TO DO:
1. In the District of Columbia statute extract, what maximum fine is set for throwing a stone or other missile toward a group that includes police officers or firemen?
2. Write the next part of the District of Columbia statute extract, starting after its final sentence, which defines "missile."

EXTRACT:

::::::::

SEC. 111. Title not exclusive. This title shall not be construed to preclude the applicability of any other provision of the criminal law which presently applies or may in the future apply to any transaction which violates this title, unless such provision is clearly inconsistent with the terms of this title.

SEC. 112. Severability. If any provisions of this title or its application to any person or circumstances is held invalid, the invalidity shall not affect other provisions or applications of the title which can be given effect without the invalid provision or application, and to this end the provisions of this title are declared to be severable.

TITLE II-LICENSING SECOND-HAND DEALERS

SEC. 201. The last sentence of subparagraph (c) of paragraph 39 of section 7 of the Act entitled "An Act making appropriations to provide for the government of the District of Columbia for the fiscal year ending June 30, 1903, and for other purposes", approved July 1, 1902, as amended (D.C. Code, sec. 472339 (c)), is amended to read as follows:

"For the purpose of this paragraph 39, the term 'secondhand personal property' shall not include any item of personal property (1) which the possessor thereof has acquired by reason of its return to him for credit, refund, or exchange by a person having purchased such item from such possessor, or (2) which is offered for sale, trade, or exchange by the person who repossesses the same."

TITLE III-ASSAULTS AGAINST POLICE OFFICERS AND FIREMEN SEC. 301. Section 432 of the Revised Statutes, relating to the District of Columbia, as amended (D.C. Code, sec. 22-505), is amended by adding the following new subsection:

"(c) Whoever within the District of Columbia throws any stone or other missile into or in the direction of any group of five or more persons and who knows or should know that there is present in said group any officers or member or any police force operating in the District of Columbia or any officer or member of any fire department operating in the District of Columbia, who is engaged in the performance of his official duties, shall be fined not more than $5,000 or imprisoned for not more than five years, or both. For purposes of this subsection, the term "missile" shall mean any object which when thrown, under the circumstances, caused or could have caused bodily injury."

::::::::

AVAILABLE DATA:

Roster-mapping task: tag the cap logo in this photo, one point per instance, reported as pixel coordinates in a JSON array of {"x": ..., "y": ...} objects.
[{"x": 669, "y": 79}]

::::::::

THE REPLIES:
1. Not more than $5,000.

2.
TITLE IV-PROHIBIT POSSESSION OF FLASH PAPER OR WATER SOLUBLE PAPER

SEC. 401. Section 863a of the Act entitled "An Act to establish a code of law for the District of Columbia", approved March 31, 1901, as amended (D.C. Code, sec. 22-1502), is amended to read as follows:

"SEC. 563a. (a) It shall be unlawful for any person, within the District of Columbia, knowingly to have in his possession or under his control, any record, notation, receipt, ticket, certificate, bill, slip, token, paper, or writing, current or not current, used or to be used in violating the provisions of sections 863, 865, or 869 of this Act.

"(b). It shall be unlawful for any person, within the District of Columbia, to knowingly have in his possession or under his control any paper, whether blank or with writing upon it, which is commonly referred to as 'flash paper' or which is commonly referred to as 'water soluble paper'.

"(c) As used in this section the term 'flash paper' means any paper which, when heat or flame is applied to it, combusts nearly instantaneously and is completely destroyed leaving little or no ash. As used in this section the term 'water soluble paper' means any paper which, when water is applied to it, rapidly disintegrates and loses its characteristic as paper.

"(d) For the purpose of this section, possession of any record, notation, receipt, ticket, certificate, bill, slip, token, paper, writing, flash paper, or water soluble paper shall be presumed to be knowing possession thereof.

"(e) Any person who violates the provisions of subsections (a) or (b) of this section shall, upon conviction of each such offense, be fined not more than $1,000 or be imprisoned for not more than one year, or both."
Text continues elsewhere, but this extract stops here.